[Excerpts from a pointing dataset]
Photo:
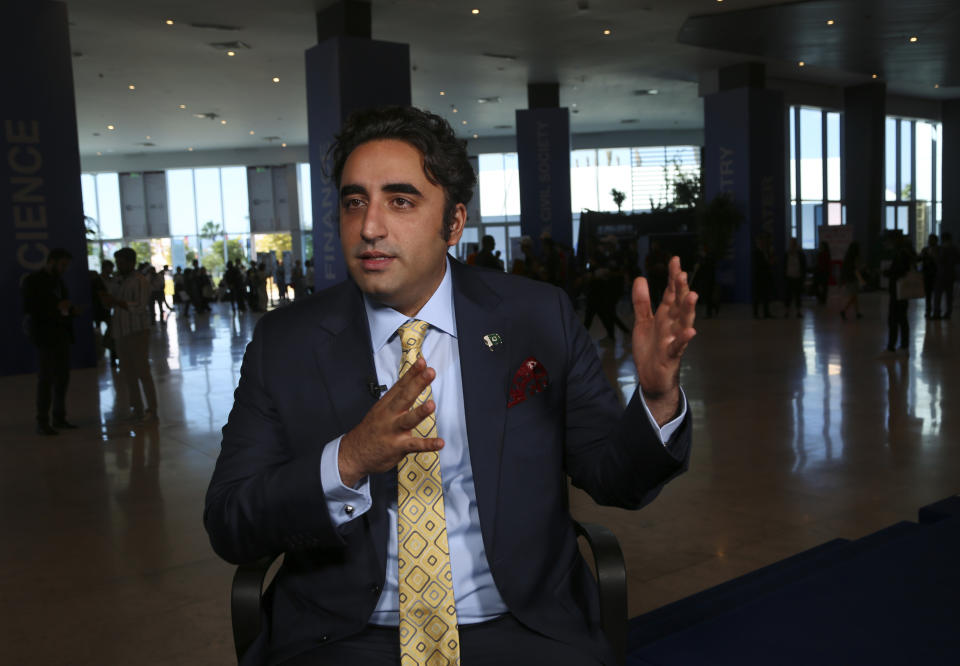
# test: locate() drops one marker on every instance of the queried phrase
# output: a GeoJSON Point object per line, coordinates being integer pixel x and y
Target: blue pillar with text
{"type": "Point", "coordinates": [40, 202]}
{"type": "Point", "coordinates": [744, 157]}
{"type": "Point", "coordinates": [543, 160]}
{"type": "Point", "coordinates": [344, 74]}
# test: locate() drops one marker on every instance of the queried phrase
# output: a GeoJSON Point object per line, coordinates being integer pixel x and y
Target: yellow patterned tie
{"type": "Point", "coordinates": [428, 613]}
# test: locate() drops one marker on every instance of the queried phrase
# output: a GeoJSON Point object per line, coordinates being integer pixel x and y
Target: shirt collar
{"type": "Point", "coordinates": [438, 312]}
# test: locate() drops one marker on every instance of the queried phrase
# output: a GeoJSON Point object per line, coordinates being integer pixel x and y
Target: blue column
{"type": "Point", "coordinates": [864, 132]}
{"type": "Point", "coordinates": [345, 72]}
{"type": "Point", "coordinates": [745, 156]}
{"type": "Point", "coordinates": [543, 161]}
{"type": "Point", "coordinates": [40, 203]}
{"type": "Point", "coordinates": [951, 169]}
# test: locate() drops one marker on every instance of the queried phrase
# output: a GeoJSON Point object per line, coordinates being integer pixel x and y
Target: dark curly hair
{"type": "Point", "coordinates": [445, 160]}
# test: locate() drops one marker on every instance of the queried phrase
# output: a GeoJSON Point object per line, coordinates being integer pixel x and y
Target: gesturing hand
{"type": "Point", "coordinates": [384, 436]}
{"type": "Point", "coordinates": [660, 339]}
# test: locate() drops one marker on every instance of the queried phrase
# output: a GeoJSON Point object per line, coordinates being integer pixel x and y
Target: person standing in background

**Written request**: How many lines in the items above contain the string "blue"? Case counts, and the reply should give only the number.

**Worked solution**: 2